_Material for the task_:
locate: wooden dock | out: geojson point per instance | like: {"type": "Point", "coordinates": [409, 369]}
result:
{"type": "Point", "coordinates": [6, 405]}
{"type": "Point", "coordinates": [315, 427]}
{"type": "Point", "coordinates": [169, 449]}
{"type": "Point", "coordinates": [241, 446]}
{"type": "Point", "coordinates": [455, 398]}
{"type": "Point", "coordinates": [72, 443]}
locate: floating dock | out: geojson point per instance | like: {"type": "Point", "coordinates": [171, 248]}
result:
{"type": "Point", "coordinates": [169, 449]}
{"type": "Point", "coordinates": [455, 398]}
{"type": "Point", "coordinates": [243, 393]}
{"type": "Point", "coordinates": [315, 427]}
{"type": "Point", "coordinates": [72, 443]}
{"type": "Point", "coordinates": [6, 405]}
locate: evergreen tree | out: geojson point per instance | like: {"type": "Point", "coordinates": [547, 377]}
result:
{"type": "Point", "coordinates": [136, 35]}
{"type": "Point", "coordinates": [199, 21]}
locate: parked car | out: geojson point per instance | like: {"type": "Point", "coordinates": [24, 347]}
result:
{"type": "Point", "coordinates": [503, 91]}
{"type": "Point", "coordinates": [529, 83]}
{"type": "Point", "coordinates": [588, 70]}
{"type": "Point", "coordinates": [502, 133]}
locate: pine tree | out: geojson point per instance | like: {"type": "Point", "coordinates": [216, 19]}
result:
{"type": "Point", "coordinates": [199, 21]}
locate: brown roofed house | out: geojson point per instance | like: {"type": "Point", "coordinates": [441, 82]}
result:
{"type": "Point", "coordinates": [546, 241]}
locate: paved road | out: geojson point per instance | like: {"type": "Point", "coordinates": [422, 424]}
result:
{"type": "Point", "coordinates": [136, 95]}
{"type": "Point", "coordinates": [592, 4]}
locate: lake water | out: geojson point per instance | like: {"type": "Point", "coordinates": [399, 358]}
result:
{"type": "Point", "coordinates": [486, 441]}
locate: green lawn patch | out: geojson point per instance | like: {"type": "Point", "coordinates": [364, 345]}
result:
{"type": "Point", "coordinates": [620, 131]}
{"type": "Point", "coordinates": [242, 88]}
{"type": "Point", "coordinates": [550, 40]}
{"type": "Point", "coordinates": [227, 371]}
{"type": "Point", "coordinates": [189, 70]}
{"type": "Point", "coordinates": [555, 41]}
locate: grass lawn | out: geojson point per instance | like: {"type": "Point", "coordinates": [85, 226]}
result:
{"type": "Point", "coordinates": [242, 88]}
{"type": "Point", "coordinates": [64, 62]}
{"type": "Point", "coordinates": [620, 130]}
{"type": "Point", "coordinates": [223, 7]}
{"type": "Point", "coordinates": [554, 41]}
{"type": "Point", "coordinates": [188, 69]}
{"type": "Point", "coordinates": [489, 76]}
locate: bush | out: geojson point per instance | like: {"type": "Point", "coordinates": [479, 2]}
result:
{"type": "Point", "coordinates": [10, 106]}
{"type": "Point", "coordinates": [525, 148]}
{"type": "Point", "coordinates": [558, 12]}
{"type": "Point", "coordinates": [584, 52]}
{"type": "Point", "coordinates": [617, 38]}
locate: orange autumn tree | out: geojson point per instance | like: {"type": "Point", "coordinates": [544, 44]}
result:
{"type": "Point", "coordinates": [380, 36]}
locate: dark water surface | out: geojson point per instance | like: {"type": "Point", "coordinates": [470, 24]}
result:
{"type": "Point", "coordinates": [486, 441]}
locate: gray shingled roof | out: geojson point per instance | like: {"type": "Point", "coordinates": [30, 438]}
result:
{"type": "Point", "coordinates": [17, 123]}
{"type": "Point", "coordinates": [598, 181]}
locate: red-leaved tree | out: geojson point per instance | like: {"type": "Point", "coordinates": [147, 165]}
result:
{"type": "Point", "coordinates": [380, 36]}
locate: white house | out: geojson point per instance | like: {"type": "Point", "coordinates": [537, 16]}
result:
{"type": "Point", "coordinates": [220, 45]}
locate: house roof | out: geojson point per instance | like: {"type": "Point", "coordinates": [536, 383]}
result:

_Instruction_: Write out every entry again exactly, please, with nothing missing.

_Final result_:
locate: wooden dock | out: geojson point per instance | like: {"type": "Point", "coordinates": [409, 369]}
result:
{"type": "Point", "coordinates": [6, 405]}
{"type": "Point", "coordinates": [315, 427]}
{"type": "Point", "coordinates": [169, 449]}
{"type": "Point", "coordinates": [241, 446]}
{"type": "Point", "coordinates": [455, 398]}
{"type": "Point", "coordinates": [72, 443]}
locate: floating dock | out: geojson point per instance | like: {"type": "Point", "coordinates": [171, 248]}
result:
{"type": "Point", "coordinates": [169, 449]}
{"type": "Point", "coordinates": [455, 398]}
{"type": "Point", "coordinates": [243, 393]}
{"type": "Point", "coordinates": [315, 427]}
{"type": "Point", "coordinates": [72, 443]}
{"type": "Point", "coordinates": [6, 405]}
locate: evergreen tree | out: geojson point per instance | like: {"type": "Point", "coordinates": [547, 377]}
result:
{"type": "Point", "coordinates": [136, 35]}
{"type": "Point", "coordinates": [199, 21]}
locate: parked car | out: geojson point per instance | like: {"type": "Point", "coordinates": [24, 347]}
result:
{"type": "Point", "coordinates": [503, 91]}
{"type": "Point", "coordinates": [529, 83]}
{"type": "Point", "coordinates": [588, 70]}
{"type": "Point", "coordinates": [502, 133]}
locate: pine tree | out: geojson point per instance | like: {"type": "Point", "coordinates": [216, 19]}
result:
{"type": "Point", "coordinates": [199, 21]}
locate: brown roofed house | out: geojson point per instance | like: {"type": "Point", "coordinates": [441, 82]}
result:
{"type": "Point", "coordinates": [546, 241]}
locate: paved road | out: geojson point per instance | like: {"type": "Point", "coordinates": [422, 424]}
result:
{"type": "Point", "coordinates": [136, 95]}
{"type": "Point", "coordinates": [592, 4]}
locate: lake water | out: geojson point per instance | like: {"type": "Point", "coordinates": [399, 358]}
result:
{"type": "Point", "coordinates": [486, 441]}
locate: green lawn patch | out: geojson point per instance | like: {"type": "Point", "coordinates": [364, 345]}
result:
{"type": "Point", "coordinates": [620, 131]}
{"type": "Point", "coordinates": [242, 88]}
{"type": "Point", "coordinates": [550, 40]}
{"type": "Point", "coordinates": [227, 371]}
{"type": "Point", "coordinates": [189, 70]}
{"type": "Point", "coordinates": [555, 41]}
locate: grass lawn | out: geojson point per instance | like: {"type": "Point", "coordinates": [85, 226]}
result:
{"type": "Point", "coordinates": [242, 88]}
{"type": "Point", "coordinates": [64, 62]}
{"type": "Point", "coordinates": [620, 130]}
{"type": "Point", "coordinates": [223, 7]}
{"type": "Point", "coordinates": [554, 41]}
{"type": "Point", "coordinates": [188, 69]}
{"type": "Point", "coordinates": [489, 76]}
locate: bush | out: geojson point per instance | like: {"type": "Point", "coordinates": [479, 2]}
result:
{"type": "Point", "coordinates": [10, 106]}
{"type": "Point", "coordinates": [525, 148]}
{"type": "Point", "coordinates": [558, 12]}
{"type": "Point", "coordinates": [584, 52]}
{"type": "Point", "coordinates": [617, 38]}
locate: orange autumn tree | out: geojson point per instance | like: {"type": "Point", "coordinates": [544, 44]}
result:
{"type": "Point", "coordinates": [380, 36]}
locate: dark water surface | out: geojson point per instance | like: {"type": "Point", "coordinates": [470, 24]}
result:
{"type": "Point", "coordinates": [486, 441]}
locate: gray shingled roof | out: geojson point per instance | like: {"type": "Point", "coordinates": [30, 438]}
result:
{"type": "Point", "coordinates": [17, 123]}
{"type": "Point", "coordinates": [598, 181]}
locate: red-leaved tree | out: geojson point per instance | like: {"type": "Point", "coordinates": [147, 165]}
result:
{"type": "Point", "coordinates": [380, 36]}
locate: white house | out: geojson point per instance | like: {"type": "Point", "coordinates": [537, 16]}
result:
{"type": "Point", "coordinates": [220, 45]}
locate: house roof | out: geojson point per instance | like: {"type": "Point", "coordinates": [536, 383]}
result:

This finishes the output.